Task 1.
List every key that appears in the CORS configuration JSON in the S3 excerpt.
Task 2.
Quote the S3 excerpt word for word, starting with "config = TransferConfig(multipart_threshold=1024*1024*100)" and going on through "edge → faster.".

═════ Source excerpt ═════

Limitation: S3 events don't guarantee exactly-once delivery. Use SQS as buffer for reliable processing.

S3 Event Bridge integration: For more advanced filtering and routing, send S3 events to EventBridge → route to multiple targets.

Multipart Upload

For files > 100MB (required > 5GB):

# Boto3 handles this automatically with transfer_config
from boto3.s3.transfer import TransferConfig

config = TransferConfig(multipart_threshold=1024*1024*100)  # 100MB
s3.upload_file('large-file.zip', 'bucket', 'large-file.zip', Config=config)

Lifecycle rule to clean up incomplete uploads:

<AbortIncompleteMultipartUpload>
  <DaysAfterInitiation>7</DaysAfterInitiation>
</AbortIncompleteMultipartUpload>

S3 Transfer Acceleration

Speeds up cross-region uploads by routing through CloudFront edge locations.

Real-World: Users in Australia uploading to a US-East bucket — enable Transfer Acceleration, uploads route through Sydney edge → faster.

URL format: bucket.s3-accelerate.amazonaws.com

CORS Configuration

Problem: Your JavaScript app at app.example.com calls S3 to load images. Browser blocks it with CORS error.

[{
  "AllowedHeaders": ["*"],
  "AllowedMethods": ["GET", "PUT"],
  "AllowedOrigins": ["https://app.example.com"],
  "ExposeHeaders": ["ETag"],
  "MaxAgeSeconds": 3000
}]

Replication (CRR & SRR)

Type	Cross-Region	Same-Region	Use Case
CRR	Yes	No	Disaster recovery, latency
SRR	No	Yes	Log aggregation, compliance copy

Requirements: Source bucket must have versioning enabled.

═════ Items ═════

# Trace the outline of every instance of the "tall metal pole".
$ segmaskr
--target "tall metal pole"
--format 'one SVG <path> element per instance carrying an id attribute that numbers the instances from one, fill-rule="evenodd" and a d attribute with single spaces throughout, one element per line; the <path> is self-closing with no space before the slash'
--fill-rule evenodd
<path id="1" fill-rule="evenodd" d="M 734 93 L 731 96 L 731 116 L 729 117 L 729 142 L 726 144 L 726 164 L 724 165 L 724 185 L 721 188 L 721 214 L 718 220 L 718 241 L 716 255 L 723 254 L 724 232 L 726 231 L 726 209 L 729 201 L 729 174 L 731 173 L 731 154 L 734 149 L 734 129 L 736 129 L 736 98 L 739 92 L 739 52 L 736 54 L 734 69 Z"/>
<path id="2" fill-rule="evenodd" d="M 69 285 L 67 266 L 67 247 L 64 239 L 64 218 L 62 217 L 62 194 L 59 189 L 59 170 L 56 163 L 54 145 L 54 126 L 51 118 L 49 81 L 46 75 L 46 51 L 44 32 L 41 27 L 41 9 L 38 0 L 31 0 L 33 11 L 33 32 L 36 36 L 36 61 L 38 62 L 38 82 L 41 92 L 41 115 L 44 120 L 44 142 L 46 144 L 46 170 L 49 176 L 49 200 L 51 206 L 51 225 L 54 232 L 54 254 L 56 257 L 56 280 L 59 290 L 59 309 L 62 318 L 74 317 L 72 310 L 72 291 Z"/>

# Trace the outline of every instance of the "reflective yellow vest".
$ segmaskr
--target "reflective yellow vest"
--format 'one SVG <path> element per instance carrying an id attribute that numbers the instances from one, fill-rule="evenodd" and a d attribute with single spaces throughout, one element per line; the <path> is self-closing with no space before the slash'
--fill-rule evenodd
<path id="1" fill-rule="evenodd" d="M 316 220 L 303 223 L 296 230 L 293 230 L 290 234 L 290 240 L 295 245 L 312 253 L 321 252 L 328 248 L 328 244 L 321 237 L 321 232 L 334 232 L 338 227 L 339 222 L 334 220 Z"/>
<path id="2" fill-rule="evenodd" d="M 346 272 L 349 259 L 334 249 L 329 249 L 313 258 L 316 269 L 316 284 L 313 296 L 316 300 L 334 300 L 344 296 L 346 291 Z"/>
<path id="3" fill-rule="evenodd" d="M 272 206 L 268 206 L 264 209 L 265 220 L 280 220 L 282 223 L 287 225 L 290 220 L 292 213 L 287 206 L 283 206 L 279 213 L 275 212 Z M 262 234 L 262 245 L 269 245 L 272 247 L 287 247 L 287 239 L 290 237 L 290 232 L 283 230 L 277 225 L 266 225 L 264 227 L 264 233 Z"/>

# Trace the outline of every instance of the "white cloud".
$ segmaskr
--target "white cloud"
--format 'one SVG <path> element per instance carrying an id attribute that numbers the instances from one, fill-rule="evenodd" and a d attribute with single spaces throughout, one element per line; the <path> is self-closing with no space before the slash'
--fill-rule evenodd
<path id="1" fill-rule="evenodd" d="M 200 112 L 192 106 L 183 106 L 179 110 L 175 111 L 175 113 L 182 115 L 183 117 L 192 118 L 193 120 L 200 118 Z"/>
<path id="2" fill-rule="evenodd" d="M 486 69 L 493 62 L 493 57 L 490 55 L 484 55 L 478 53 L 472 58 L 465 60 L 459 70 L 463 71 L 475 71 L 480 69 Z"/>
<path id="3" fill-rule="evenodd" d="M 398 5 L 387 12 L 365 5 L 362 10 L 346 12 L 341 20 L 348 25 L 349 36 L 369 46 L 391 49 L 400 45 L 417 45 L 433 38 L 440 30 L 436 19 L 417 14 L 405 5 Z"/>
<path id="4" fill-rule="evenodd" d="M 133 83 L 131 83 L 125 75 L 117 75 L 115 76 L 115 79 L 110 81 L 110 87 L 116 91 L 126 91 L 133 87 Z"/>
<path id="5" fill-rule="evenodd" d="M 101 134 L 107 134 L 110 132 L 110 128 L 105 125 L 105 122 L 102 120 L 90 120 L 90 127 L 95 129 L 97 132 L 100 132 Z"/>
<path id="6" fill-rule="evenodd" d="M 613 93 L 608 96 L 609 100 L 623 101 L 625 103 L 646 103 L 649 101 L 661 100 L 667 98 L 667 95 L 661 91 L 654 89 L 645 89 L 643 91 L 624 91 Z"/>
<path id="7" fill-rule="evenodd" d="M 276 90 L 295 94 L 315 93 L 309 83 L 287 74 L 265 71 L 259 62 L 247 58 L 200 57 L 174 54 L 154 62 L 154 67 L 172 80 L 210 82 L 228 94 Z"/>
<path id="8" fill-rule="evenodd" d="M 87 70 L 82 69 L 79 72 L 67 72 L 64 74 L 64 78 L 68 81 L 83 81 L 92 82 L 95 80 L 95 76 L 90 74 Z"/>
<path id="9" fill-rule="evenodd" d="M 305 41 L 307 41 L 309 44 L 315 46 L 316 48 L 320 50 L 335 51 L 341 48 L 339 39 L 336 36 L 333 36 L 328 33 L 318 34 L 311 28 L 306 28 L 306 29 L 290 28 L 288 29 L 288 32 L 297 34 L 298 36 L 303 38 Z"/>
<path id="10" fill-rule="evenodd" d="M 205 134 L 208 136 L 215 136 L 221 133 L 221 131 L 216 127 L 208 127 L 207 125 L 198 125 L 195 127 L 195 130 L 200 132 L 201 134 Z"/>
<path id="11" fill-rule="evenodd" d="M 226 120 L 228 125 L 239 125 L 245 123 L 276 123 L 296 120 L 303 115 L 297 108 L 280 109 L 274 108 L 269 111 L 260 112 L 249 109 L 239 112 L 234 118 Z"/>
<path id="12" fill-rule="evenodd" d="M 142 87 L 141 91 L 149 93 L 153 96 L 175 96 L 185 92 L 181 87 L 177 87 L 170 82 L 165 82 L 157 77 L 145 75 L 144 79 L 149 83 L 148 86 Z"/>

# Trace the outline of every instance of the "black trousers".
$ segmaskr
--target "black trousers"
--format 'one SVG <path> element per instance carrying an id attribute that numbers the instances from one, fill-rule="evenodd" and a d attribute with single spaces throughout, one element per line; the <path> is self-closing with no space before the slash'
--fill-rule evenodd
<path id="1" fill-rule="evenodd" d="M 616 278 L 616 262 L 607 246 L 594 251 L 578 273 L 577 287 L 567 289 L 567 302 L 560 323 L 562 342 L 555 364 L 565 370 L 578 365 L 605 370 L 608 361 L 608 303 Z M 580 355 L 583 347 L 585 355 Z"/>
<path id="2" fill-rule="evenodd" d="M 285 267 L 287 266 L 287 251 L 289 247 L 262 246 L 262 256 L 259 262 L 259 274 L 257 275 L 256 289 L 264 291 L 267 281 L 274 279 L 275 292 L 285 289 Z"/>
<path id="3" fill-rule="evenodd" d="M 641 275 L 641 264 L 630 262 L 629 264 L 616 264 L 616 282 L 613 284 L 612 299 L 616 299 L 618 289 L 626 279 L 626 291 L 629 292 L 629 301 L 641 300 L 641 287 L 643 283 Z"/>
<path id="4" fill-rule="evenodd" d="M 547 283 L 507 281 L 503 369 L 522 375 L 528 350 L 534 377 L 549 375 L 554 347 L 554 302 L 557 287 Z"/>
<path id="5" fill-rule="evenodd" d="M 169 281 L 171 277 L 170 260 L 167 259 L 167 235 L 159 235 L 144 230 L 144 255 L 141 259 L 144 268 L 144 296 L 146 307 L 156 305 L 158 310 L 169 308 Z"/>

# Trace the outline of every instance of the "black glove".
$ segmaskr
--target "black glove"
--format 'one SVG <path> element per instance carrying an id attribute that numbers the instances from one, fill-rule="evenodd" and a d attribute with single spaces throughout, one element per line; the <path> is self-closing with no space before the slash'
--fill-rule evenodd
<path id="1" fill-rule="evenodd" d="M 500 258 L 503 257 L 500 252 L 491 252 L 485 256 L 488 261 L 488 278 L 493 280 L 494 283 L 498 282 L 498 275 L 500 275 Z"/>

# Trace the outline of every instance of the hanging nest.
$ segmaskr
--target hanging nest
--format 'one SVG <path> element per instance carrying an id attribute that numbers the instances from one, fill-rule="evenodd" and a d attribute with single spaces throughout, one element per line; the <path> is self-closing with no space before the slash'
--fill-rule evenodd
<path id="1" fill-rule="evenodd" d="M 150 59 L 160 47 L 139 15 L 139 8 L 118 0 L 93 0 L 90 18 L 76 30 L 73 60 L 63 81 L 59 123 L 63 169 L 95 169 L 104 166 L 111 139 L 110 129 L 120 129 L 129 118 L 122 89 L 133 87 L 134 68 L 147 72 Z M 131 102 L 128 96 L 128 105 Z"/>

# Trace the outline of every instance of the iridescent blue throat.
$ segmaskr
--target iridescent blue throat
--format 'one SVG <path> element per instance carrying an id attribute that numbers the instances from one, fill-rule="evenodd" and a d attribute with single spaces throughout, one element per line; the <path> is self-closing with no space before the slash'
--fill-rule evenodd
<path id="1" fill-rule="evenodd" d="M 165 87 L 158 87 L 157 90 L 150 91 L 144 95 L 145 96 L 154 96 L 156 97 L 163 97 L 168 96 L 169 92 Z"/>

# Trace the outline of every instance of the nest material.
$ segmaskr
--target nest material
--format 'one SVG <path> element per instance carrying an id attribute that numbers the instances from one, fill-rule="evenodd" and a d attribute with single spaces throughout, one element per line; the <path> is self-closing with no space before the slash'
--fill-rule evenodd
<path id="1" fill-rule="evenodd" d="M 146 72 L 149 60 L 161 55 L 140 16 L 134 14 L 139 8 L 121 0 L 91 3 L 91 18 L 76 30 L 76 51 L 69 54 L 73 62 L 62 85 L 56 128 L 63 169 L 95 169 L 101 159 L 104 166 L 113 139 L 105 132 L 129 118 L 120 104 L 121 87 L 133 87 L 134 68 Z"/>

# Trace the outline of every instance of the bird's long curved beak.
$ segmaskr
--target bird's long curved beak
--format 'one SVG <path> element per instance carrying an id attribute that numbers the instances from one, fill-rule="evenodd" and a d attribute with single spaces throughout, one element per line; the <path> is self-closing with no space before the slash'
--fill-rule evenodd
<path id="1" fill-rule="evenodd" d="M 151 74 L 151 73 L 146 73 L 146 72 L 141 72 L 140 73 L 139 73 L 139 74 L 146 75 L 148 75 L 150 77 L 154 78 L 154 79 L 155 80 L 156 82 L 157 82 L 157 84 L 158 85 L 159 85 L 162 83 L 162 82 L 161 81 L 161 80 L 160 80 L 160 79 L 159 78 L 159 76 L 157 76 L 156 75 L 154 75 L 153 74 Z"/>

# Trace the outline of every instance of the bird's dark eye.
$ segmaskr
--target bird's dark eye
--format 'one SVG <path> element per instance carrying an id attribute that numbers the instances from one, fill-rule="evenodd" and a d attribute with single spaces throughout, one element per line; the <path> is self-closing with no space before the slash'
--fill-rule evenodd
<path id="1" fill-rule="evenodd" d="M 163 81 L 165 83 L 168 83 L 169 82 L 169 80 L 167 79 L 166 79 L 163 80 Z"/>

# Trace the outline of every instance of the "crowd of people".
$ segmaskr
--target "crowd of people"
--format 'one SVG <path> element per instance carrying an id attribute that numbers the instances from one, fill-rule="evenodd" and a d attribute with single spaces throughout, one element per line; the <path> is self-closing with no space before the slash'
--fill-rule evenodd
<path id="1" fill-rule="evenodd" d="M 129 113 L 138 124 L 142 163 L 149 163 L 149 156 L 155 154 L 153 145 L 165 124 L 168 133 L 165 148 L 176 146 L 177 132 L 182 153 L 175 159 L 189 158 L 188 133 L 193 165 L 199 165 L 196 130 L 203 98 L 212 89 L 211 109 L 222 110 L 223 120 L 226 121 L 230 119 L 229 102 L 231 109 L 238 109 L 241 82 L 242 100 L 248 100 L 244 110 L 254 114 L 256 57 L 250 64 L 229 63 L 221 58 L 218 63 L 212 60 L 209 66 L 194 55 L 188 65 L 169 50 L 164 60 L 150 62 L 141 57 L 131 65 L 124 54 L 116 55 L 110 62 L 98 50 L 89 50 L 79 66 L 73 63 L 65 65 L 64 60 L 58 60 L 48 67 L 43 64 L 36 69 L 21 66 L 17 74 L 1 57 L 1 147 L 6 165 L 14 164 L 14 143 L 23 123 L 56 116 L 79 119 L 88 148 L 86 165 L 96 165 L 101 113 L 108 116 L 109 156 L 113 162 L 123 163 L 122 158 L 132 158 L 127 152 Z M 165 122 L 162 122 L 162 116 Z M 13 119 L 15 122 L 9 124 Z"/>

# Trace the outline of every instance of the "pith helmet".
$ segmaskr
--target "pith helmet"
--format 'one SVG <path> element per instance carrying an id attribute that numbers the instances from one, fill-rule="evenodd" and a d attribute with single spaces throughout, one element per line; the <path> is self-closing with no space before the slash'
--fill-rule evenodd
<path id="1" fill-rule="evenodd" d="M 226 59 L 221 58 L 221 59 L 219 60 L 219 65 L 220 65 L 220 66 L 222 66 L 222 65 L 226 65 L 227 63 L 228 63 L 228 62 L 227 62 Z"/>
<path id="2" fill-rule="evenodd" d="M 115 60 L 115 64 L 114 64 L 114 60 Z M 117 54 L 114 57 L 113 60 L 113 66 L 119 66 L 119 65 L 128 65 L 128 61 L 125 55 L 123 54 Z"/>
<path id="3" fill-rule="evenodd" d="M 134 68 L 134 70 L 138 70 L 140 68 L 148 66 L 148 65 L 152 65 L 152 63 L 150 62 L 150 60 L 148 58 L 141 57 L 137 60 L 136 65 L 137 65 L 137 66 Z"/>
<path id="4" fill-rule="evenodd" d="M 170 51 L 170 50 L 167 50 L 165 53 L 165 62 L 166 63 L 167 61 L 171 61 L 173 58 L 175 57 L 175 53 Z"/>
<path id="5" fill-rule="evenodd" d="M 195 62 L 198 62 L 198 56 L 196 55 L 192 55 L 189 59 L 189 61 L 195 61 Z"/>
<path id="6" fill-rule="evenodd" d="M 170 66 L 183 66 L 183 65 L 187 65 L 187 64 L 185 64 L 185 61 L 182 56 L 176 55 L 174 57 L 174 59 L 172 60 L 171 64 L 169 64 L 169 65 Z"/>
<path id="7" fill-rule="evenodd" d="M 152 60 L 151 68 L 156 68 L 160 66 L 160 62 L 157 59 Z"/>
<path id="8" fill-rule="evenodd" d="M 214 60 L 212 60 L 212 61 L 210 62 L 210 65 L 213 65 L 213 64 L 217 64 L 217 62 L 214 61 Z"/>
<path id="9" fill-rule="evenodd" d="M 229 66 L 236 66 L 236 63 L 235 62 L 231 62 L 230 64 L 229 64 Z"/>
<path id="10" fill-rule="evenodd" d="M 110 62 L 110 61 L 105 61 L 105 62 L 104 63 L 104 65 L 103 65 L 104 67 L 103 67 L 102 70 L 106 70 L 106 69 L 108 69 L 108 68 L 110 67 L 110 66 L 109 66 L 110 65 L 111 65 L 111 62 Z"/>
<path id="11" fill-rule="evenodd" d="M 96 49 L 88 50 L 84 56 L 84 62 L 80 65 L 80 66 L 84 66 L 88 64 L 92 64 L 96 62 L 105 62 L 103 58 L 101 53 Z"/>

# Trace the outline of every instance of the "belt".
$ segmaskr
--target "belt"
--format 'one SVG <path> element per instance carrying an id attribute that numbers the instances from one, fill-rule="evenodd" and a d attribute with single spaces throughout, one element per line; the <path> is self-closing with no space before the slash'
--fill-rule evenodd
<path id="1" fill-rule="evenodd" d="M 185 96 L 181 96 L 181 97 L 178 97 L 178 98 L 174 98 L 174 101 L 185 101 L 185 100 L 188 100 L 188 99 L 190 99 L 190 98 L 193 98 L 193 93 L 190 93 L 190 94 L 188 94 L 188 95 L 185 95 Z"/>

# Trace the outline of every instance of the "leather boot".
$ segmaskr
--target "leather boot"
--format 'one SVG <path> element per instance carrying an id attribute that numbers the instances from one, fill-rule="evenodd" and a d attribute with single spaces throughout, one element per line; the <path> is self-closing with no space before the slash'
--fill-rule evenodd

═════

Expected answer 1.
AllowedHeaders, AllowedMethods, AllowedOrigins, ExposeHeaders, MaxAgeSeconds

Expected answer 2.
config = TransferConfig(multipart_threshold=1024*1024*100)  # 100MB
s3.upload_file('large-file.zip', 'bucket', 'large-file.zip', Config=config)

Lifecycle rule to clean up incomplete uploads:

<AbortIncompleteMultipartUpload>
  <DaysAfterInitiation>7</DaysAfterInitiation>
</AbortIncompleteMultipartUpload>

S3 Transfer Acceleration

Speeds up cross-region uploads by routing through CloudFront edge locations.

Real-World: Users in Australia uploading to a US-East bucket — enable Transfer Acceleration, uploads route through Sydney edge → faster.